━━━━━ Data supplied ━━━━━
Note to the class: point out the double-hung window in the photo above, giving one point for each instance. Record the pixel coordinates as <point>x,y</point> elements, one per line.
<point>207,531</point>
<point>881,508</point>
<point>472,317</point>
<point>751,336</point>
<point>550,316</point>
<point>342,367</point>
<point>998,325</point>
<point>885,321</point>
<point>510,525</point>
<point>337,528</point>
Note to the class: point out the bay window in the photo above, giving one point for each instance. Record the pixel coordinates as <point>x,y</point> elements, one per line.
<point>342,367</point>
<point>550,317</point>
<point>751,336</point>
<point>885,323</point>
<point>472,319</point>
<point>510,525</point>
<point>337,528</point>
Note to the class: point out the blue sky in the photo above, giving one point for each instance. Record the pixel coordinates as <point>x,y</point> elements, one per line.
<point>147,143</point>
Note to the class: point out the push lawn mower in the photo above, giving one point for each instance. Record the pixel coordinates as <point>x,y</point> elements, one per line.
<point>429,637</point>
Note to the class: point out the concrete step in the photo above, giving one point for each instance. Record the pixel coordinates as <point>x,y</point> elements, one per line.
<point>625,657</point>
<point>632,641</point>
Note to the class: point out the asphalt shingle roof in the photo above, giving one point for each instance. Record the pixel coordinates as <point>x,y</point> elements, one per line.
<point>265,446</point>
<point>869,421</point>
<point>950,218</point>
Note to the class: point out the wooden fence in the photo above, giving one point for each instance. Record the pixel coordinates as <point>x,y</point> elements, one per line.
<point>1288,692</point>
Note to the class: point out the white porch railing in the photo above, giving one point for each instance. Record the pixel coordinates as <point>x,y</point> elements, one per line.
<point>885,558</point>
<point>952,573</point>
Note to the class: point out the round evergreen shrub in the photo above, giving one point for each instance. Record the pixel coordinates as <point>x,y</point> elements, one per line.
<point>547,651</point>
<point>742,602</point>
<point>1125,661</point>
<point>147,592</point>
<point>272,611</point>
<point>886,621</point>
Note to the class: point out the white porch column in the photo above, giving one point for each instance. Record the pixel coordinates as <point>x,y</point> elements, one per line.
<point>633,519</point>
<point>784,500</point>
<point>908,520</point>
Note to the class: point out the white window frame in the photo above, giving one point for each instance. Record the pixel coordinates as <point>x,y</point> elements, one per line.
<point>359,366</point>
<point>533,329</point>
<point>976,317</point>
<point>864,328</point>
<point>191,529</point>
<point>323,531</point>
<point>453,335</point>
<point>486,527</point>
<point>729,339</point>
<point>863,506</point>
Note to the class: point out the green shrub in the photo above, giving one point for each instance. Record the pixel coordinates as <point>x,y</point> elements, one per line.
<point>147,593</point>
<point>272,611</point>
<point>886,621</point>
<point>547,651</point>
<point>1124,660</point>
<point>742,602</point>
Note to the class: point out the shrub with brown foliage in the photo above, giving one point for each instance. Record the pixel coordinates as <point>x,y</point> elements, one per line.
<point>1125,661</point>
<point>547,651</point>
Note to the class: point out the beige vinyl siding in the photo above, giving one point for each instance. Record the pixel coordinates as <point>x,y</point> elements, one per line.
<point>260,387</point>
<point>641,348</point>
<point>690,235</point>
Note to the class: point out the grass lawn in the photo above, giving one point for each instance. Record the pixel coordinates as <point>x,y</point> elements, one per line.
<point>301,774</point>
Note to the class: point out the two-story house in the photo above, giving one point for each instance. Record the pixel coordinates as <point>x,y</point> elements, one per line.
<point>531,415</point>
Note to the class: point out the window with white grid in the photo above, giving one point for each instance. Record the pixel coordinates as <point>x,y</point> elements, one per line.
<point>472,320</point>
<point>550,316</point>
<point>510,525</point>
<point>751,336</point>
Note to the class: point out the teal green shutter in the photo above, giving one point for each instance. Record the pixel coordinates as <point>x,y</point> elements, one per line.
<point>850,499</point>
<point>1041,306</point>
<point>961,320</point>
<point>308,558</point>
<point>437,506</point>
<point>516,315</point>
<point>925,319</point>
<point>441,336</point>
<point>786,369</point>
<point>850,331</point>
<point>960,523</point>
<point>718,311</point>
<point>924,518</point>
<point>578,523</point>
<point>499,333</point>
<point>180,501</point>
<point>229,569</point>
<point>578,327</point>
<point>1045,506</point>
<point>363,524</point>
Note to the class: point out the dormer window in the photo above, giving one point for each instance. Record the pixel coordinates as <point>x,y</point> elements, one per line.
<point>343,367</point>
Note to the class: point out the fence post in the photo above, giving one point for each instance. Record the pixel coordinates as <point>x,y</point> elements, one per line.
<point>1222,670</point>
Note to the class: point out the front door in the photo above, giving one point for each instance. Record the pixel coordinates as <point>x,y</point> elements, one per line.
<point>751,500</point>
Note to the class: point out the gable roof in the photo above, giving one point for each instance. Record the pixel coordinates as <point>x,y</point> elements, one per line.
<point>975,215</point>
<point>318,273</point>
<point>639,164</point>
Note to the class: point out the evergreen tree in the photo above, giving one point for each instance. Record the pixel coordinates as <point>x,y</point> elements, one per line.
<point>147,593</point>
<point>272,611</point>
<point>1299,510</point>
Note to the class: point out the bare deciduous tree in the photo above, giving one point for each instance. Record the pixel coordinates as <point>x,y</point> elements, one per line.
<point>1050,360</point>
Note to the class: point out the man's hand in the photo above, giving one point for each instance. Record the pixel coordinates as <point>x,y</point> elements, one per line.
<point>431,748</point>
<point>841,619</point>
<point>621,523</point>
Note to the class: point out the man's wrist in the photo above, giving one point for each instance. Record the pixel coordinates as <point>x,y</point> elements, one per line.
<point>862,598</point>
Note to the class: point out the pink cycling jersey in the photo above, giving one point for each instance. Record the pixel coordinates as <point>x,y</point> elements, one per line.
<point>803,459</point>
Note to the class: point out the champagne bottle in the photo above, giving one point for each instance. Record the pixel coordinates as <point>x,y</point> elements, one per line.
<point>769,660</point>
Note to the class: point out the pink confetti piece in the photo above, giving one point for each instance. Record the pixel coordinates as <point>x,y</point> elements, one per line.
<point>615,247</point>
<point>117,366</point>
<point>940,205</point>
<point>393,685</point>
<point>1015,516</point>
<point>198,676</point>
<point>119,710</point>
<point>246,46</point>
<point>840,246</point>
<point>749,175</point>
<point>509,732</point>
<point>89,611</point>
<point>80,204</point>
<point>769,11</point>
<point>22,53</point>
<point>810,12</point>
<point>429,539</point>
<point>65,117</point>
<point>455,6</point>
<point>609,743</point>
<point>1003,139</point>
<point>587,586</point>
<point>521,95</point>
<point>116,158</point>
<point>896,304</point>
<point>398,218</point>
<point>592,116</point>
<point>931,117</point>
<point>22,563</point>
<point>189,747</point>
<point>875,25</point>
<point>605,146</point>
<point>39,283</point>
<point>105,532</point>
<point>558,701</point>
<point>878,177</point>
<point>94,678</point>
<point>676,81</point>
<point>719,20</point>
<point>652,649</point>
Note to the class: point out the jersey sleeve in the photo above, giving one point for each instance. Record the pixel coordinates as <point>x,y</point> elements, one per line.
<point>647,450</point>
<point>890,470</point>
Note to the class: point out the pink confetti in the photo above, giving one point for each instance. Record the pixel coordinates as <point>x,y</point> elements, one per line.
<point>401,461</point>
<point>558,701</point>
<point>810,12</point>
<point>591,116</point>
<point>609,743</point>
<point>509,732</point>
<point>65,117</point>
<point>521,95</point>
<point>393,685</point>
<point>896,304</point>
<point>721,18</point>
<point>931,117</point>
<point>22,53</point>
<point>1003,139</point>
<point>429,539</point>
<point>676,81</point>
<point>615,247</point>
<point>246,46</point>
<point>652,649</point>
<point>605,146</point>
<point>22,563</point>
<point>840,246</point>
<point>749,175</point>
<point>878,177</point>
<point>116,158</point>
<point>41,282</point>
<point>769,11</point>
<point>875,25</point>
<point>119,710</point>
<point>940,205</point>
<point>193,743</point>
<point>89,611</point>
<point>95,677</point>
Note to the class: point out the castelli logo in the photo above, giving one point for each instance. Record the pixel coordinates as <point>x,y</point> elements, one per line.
━━━━━
■ Assigned task:
Beginning at the line that holds "Note to the class: point out the jersey", copy every line through the end of the entries exactly as given, and only those lines.

■ Reply:
Note to the class: point out the jersey sleeve in the photo above, giving one point for each instance. Record the pixel coordinates as <point>x,y</point> elements, one per line.
<point>647,450</point>
<point>890,470</point>
Note to the class: point out the pink confetti in the photo above, giving one point for each instance. Record the pixel coordinates as <point>x,y</point> elements, one per line.
<point>401,461</point>
<point>558,701</point>
<point>810,12</point>
<point>591,116</point>
<point>609,743</point>
<point>509,732</point>
<point>65,117</point>
<point>521,95</point>
<point>393,685</point>
<point>896,304</point>
<point>721,18</point>
<point>931,117</point>
<point>22,53</point>
<point>1003,139</point>
<point>429,539</point>
<point>676,81</point>
<point>615,247</point>
<point>246,46</point>
<point>652,649</point>
<point>605,146</point>
<point>22,563</point>
<point>840,246</point>
<point>749,175</point>
<point>878,177</point>
<point>116,158</point>
<point>41,282</point>
<point>769,11</point>
<point>875,25</point>
<point>119,710</point>
<point>940,205</point>
<point>193,743</point>
<point>89,611</point>
<point>95,677</point>
Note to the class: point out the castelli logo in the photo above, giving one point for each instance. Record the pixel coordinates as <point>x,y</point> elements, one per line.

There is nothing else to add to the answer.